Stored data entries:
····················

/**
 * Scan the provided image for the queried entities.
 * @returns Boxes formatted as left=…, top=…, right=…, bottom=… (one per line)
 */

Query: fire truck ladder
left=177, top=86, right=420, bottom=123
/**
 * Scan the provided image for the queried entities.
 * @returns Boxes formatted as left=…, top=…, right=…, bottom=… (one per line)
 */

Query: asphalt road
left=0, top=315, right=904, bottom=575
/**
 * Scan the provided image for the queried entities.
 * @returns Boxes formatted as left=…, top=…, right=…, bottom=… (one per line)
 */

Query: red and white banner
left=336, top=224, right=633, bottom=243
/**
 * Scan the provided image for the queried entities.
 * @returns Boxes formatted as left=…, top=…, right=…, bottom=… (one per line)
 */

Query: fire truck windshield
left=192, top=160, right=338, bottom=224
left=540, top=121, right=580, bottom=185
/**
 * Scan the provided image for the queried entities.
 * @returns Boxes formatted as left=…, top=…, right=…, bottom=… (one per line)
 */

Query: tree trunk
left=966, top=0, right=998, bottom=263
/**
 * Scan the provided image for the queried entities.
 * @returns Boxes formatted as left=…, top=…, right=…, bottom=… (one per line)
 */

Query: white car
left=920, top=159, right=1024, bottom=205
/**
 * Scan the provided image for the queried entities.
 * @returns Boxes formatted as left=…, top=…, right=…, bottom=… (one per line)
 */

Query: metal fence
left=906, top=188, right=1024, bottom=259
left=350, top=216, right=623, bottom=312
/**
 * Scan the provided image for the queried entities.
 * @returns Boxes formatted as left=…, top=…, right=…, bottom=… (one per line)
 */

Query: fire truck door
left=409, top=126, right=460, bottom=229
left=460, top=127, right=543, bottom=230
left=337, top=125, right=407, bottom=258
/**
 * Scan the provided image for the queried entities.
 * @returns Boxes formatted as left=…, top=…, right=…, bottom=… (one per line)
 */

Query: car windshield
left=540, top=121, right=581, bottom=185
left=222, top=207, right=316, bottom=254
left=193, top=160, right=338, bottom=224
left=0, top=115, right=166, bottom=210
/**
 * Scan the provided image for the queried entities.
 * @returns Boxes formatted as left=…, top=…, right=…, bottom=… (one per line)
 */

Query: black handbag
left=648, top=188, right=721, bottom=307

····················

WHAT YOU ARE ASKED TO DO:
Reproduce each entry above exactly, keeping every character.

ANSWER TO THE EXERCISE:
/**
 * Scan the provided image for the queried entities.
 * @returns Boxes formatted as left=…, top=…, right=…, bottom=… (one per line)
 */

Query: fire truck ladder
left=177, top=86, right=420, bottom=123
/**
 * Scan the provided image for the queried entities.
 * @returns Boxes formatted as left=…, top=…, right=…, bottom=… (one per line)
 */

Query: asphalt road
left=0, top=315, right=904, bottom=575
/**
 * Scan the provided image for the queried entities.
 * @returns Boxes formatted as left=…, top=…, right=…, bottom=… (one per line)
 */

Query: red and white banner
left=336, top=224, right=633, bottom=243
/**
 * Scan the provided image for the queried entities.
 * @returns Boxes formatted as left=…, top=…, right=…, bottom=… (one per line)
 */

Query: fire truck windshield
left=192, top=160, right=338, bottom=224
left=540, top=121, right=580, bottom=185
/**
 * Scan the provided image for the queried entities.
 * @returns Boxes formatted as left=…, top=…, right=…, bottom=… (one per line)
 */

Query: tree trunk
left=966, top=0, right=998, bottom=263
/**
 * Scan the provided image for the queried entities.
 * @returns Boxes formatted as left=…, top=…, right=…, bottom=… (one per line)
 */

Query: white car
left=920, top=159, right=1024, bottom=205
/**
 * Scan the provided image for the queried entities.
 * @returns Boxes formatted as left=…, top=…, right=…, bottom=… (one per line)
 */

Query: metal fence
left=906, top=188, right=1024, bottom=259
left=350, top=216, right=623, bottom=312
/**
 * Scan the provided image for the queried entities.
 * @returns Boxes formatted as left=…, top=…, right=…, bottom=… (one per line)
 */

Query: fire truck door
left=409, top=126, right=460, bottom=229
left=460, top=127, right=543, bottom=230
left=337, top=125, right=407, bottom=258
/**
 * Scan the provided image for the queried entities.
 * @returns Boxes formatted as left=…, top=…, right=…, bottom=… (one per line)
 */

Query: car windshield
left=540, top=121, right=581, bottom=185
left=222, top=207, right=316, bottom=254
left=193, top=160, right=338, bottom=224
left=0, top=115, right=166, bottom=210
/**
 * Scan the provided image for the queried entities.
 * @returns Boxes formatted as left=…, top=…, right=…, bottom=… (one per line)
 */

Query: black handbag
left=648, top=188, right=721, bottom=307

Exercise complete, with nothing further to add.